→ **Tasks to carry out**
1: Check these statements against the passage on building a Shazam-like app. For each, say yes or no and quote the words of the passage that settle it. (a) Shazam was launched in 2002 in London. (b) Shazam has come pre-installed in Apple's iOS since September 2014. (c) To find a song, a user records a 30-second sample.
2: Pick up the passage on building a Shazam-like app where it stops and carry it further.

+++ Passage shown

How to Develop a Shazam-Like Application
Music lovers born before the era of information technologies might have been experiencing hard times knowing that they could never ever hear a tune that stuck in the head again. When there were no smartphones, it would probably require writing song lyrics down to Google it later. Before the times of computers, you could either trouble people with singing a half-remembered chorus or just come to terms with your fate of being ignorant. Now we live in the time of incredible inventions and if you happen to hear an amazing melody whenever you are, you can just pick up your phone and find it by using Shazam.
Launched in 2002 in London, England, Shazam has worked it's way up from the service called 2580 to the free or low-cost mobile application running on most mobile platforms. Starting from September 2014, Shazam has been a pre-installed service in Apples iOS. Moreover, the companies ventured to go too far and integrated Shazam with Apples personal intelligent assistant Siri :) Now an iPhone user can ask what song is playing at the moment and get an answer immediately.
Smartphone users have seen a lot of music recognition applications in recent years, such as Soundhound, Spotsearch, musiXmatch, etc., but all of them have been making an attempt to follow in the Shazams footsteps, sometimes adding their own, unique features, sometimes copying the existing ones. Today we will try to build a song identification application having all the good features of it's most popular fellows. Although, Shazam will serve us as a role model in this research. So lets eventually find out how to develop an application like Shazam!
Technology behind Shazam
Have you ever wondered how Shazam works? Of course you have, thats why youre here! I will try to explain it's operation principle in few words not to waste your time and not to overload you with a pile of technical terms. However, if you are interested in a more nerdy explanation, you can read the article written by one of the Shazam developers Avery Li-Chun Wang. But for now, meet the description of the Shazams sound recognition procedure in plain English.
The whole process of searching and tagging a song is very similar to an ordinary fingerprinting. Yep, thats like checking whether criminals fingerprints match some of the ones stored in the FBI's fingerprint database. But unlike the criminals who are guilty of terrible crimes, a song is merely guilty of being really cool :) See yourself how the identification is performed:
Step #1: Shazam fingerprints a massive catalog of music (beforehand) and then stores these fingerprints in a database.
Step #2: A user makes a 10-second sample of a song which is fingerprinted automatically.
Step #3: The application uploads the fingerprint to Shazams service that runs a search for a corresponding fingerprint in the database.
Step #4: If a match is found, a user gets the info on a song hes interested in; otherwise, he will be informed that the song wasnt found.

++++++
+++ Supplied records

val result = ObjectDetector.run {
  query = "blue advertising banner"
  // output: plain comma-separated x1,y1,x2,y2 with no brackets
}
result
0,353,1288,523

++++++
+++ Supplied records

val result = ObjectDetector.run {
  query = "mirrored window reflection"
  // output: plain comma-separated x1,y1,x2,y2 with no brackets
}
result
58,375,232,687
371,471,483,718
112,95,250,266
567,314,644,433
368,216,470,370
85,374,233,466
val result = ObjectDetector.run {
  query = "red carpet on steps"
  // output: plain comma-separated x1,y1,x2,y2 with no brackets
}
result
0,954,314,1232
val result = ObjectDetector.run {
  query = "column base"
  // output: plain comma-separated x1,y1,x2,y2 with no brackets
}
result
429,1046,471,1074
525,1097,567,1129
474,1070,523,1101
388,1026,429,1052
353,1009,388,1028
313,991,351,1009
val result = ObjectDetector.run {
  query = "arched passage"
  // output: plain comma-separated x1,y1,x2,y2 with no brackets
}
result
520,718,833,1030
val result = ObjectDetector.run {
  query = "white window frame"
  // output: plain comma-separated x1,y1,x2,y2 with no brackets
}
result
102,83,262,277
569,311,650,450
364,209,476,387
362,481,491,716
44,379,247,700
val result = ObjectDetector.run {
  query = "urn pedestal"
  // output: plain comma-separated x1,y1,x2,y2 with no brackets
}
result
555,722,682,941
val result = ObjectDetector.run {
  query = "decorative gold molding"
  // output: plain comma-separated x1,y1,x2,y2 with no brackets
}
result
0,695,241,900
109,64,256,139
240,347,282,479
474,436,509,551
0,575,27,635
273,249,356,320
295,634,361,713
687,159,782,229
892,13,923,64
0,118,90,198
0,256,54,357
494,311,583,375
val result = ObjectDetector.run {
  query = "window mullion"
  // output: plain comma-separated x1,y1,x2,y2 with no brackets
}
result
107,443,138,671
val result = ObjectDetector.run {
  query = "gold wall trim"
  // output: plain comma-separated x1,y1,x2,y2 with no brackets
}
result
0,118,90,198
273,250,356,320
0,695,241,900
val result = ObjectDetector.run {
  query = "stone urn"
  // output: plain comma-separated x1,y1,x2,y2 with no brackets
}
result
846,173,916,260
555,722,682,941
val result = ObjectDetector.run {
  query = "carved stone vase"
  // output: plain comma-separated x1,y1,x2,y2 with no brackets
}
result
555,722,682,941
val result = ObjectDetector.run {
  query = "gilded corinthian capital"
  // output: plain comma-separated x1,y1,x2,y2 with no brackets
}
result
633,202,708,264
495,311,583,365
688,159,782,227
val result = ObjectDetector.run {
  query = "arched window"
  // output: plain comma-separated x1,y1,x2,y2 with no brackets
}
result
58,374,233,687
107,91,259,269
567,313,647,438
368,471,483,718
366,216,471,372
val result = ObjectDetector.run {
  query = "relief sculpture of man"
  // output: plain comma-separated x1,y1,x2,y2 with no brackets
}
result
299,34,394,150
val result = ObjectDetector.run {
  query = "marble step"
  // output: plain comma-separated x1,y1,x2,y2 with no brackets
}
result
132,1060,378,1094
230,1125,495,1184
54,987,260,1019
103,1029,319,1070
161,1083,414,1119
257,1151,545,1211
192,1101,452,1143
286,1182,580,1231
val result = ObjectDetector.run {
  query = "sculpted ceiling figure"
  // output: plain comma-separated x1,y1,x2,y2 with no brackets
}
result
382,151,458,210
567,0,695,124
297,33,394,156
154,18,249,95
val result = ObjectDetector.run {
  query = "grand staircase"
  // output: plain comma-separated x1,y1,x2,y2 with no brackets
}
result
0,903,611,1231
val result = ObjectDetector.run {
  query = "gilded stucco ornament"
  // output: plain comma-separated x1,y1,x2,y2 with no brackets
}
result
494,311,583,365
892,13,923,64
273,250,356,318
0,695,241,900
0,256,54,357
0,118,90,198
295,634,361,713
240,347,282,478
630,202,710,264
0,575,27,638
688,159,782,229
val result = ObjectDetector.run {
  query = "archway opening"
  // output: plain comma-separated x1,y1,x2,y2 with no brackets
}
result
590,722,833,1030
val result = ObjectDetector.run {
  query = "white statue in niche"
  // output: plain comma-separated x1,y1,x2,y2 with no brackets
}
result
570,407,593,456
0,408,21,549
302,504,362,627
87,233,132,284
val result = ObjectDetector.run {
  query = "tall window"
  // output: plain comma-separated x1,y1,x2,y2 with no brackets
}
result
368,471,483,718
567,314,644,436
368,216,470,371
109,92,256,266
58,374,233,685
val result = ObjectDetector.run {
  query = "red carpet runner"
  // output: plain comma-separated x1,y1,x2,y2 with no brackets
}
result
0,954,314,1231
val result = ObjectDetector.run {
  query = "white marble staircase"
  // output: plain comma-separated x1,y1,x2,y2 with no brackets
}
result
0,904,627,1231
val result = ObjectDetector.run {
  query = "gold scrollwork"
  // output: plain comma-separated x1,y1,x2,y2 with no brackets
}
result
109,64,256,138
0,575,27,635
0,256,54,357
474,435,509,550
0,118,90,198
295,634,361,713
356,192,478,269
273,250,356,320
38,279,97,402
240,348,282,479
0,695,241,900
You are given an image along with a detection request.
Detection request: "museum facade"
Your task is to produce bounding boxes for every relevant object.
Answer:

++++++
+++ Supplied records

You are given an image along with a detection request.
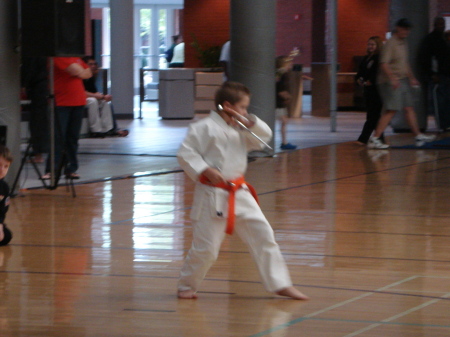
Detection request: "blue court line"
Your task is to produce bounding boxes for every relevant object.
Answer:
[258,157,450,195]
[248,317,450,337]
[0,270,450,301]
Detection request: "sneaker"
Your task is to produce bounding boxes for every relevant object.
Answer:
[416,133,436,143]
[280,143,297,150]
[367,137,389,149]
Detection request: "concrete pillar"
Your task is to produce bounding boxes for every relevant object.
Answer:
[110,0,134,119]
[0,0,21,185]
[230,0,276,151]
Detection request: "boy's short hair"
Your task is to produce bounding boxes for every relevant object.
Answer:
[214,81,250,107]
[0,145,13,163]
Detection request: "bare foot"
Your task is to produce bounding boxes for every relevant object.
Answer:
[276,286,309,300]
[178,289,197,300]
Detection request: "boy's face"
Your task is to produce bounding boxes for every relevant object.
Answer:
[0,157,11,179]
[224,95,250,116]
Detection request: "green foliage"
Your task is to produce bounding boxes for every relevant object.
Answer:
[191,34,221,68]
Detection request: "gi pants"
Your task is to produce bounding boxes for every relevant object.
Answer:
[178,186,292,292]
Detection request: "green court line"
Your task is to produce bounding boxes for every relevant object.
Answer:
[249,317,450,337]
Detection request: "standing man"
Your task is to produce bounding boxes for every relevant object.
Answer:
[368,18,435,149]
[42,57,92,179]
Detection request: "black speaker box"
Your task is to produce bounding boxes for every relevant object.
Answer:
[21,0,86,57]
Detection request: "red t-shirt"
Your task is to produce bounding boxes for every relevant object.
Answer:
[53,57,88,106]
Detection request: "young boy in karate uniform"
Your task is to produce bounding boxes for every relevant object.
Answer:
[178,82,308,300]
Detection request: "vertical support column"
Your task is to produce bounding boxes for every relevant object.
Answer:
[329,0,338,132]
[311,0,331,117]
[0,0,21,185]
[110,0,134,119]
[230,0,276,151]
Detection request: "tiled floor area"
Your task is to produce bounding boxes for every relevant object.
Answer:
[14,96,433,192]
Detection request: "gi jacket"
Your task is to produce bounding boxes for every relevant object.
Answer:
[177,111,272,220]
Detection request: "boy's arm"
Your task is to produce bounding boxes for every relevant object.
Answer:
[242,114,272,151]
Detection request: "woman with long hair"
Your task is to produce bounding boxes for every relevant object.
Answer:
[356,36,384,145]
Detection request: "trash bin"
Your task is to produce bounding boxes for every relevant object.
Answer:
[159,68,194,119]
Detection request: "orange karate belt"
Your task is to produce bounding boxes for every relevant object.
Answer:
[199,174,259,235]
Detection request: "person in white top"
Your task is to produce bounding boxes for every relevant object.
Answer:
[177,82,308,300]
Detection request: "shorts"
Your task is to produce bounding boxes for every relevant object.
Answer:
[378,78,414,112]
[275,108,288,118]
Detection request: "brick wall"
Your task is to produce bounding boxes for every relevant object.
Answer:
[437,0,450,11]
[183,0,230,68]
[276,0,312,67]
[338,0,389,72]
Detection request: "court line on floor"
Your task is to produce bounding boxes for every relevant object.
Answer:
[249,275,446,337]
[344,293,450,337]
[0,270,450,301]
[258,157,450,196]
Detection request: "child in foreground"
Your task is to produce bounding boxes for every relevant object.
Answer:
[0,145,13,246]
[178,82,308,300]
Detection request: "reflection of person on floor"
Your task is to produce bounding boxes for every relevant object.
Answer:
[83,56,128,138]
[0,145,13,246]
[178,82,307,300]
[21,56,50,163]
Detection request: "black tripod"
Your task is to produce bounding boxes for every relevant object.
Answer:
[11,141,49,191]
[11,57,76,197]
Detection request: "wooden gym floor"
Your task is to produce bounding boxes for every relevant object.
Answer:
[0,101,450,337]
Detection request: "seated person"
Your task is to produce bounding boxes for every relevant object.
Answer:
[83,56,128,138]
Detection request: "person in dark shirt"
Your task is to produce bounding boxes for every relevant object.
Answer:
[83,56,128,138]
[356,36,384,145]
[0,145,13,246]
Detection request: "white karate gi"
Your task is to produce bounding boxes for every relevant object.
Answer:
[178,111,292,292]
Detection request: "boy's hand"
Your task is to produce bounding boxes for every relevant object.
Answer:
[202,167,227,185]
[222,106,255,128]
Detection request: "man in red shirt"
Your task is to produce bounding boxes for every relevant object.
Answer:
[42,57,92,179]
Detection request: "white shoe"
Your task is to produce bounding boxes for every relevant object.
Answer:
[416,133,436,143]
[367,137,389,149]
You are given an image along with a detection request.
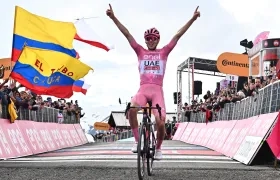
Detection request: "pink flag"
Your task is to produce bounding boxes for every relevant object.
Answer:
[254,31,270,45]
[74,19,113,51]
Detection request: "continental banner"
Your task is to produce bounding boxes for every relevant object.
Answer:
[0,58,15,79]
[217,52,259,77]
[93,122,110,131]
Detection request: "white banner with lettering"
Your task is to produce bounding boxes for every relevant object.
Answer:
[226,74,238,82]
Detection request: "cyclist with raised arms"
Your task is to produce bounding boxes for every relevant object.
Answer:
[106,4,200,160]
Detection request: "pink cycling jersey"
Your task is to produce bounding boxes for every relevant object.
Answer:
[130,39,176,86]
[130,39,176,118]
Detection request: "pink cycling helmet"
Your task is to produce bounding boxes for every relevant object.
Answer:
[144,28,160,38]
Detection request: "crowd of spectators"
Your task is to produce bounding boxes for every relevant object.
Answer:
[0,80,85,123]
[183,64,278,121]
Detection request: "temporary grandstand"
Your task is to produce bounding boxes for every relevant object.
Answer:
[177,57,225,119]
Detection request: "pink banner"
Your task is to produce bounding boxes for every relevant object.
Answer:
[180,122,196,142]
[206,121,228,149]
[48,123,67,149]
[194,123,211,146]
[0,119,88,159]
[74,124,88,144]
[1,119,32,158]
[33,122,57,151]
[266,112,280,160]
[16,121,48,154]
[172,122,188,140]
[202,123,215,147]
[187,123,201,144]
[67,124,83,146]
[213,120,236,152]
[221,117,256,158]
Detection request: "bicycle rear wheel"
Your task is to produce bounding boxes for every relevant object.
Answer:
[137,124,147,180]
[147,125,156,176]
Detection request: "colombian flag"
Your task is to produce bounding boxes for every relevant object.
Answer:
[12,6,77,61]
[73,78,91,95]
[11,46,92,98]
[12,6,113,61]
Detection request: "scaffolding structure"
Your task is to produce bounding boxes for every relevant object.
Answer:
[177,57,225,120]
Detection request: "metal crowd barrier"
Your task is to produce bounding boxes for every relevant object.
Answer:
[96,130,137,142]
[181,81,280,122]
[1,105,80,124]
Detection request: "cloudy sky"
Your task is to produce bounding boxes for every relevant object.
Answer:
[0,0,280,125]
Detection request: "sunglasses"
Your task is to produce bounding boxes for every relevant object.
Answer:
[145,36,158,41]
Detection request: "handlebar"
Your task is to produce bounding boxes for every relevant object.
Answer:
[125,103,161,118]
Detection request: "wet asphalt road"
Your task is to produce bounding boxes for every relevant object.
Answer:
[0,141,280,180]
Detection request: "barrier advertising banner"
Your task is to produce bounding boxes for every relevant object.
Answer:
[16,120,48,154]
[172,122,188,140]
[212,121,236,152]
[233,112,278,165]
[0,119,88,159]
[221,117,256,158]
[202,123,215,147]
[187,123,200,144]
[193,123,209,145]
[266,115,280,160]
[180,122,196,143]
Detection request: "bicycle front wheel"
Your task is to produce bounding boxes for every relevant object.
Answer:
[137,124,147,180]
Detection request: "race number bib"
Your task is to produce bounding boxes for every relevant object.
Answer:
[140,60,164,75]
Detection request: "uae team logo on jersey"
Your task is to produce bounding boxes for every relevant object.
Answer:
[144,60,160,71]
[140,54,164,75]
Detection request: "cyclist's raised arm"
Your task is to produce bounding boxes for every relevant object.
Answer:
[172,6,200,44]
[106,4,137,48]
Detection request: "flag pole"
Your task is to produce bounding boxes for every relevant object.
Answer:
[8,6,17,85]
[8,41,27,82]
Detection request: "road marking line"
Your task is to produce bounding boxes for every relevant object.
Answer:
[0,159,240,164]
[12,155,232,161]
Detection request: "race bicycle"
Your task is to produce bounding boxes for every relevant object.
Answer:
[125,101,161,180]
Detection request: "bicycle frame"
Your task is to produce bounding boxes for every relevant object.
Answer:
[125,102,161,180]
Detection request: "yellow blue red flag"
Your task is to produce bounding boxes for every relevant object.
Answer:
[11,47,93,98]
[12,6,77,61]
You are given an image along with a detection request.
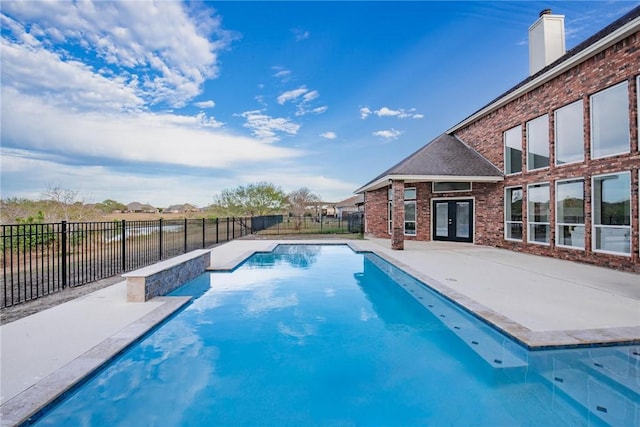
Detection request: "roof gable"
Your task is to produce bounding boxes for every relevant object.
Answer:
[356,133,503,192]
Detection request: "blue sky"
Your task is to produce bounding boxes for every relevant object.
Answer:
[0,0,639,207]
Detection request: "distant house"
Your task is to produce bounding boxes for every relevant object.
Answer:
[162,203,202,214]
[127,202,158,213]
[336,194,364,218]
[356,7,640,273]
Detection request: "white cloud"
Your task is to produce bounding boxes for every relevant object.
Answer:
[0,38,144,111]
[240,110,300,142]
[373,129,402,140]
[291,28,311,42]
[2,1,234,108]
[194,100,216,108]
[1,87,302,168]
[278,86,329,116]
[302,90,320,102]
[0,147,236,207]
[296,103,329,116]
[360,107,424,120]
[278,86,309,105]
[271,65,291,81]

++++++

→ **Answers to each task**
1:
(a) Yes: "Launched in 2002 in London, England"
(b) Yes: "Starting from September 2014, Shazam has been a pre-installed service in Apples iOS."
(c) No: "A user makes a 10-second sample of a song which is fingerprinted automatically."

2:
Yet another question how does audio fingerprinting work? Not to go into detail (you can still find them in the article mentioned above), we can say that this technology is based on the time-frequency graph building called spectrogram. The basic points you should know about this mysterious process are:
- The Shazams algorithm fingerprints each song by creating a spectrogram which plots three dimensions frequency, amplitude, and time.
- The same algorithm filters this spectrogram by identifying peak intensities, i.e. their frequency and the time they occurred. Thus, the spectrogram can be represented as a 2-column table, where the first column corresponds to the frequency and the second one corresponds to the time.
- When the application creates a quick graph of a song being tagged, it compares it with those already existing in the fingerprint database; in this process, frequency plays the main role. Shazam finds as many songs with similar frequency as possible and then checks if these frequencies correspond in time to the one of a requested song (it can be several frequency matches but the time can differ). If there is a match, a user will get the information on a song.
- Don't try this at home :) The process of creation requires solid programming skills, years of elaboration and tests.
Library for Shazam
Ive been wondering at how quickly and precisely Shazam identifies a song inquired. I mean, how do they manage to get such amount of music to process and add to their personal library? It's turned out that their team always looks for new opportunities to build a partnership with the most famous labels, music, television and advertising companies, and even movie makers. Moreover, they work directly with artists to upload their tracks before their official release. They even have teams of people who scour through music stores for new and unusual songs! Can you imagine the orbit?! Now the Shazam library totals more than 35 million tracks. The number is impressive...
Now, when the hardest part is left behind, it's time to discuss the interface of our future music recognizer.
What does your music recognition app need?
As usual, weve picked up only the most important features which a Shazam-like application should have at the start. So now let me introduce the set of functions without which the existence of your future Shazam is impossible.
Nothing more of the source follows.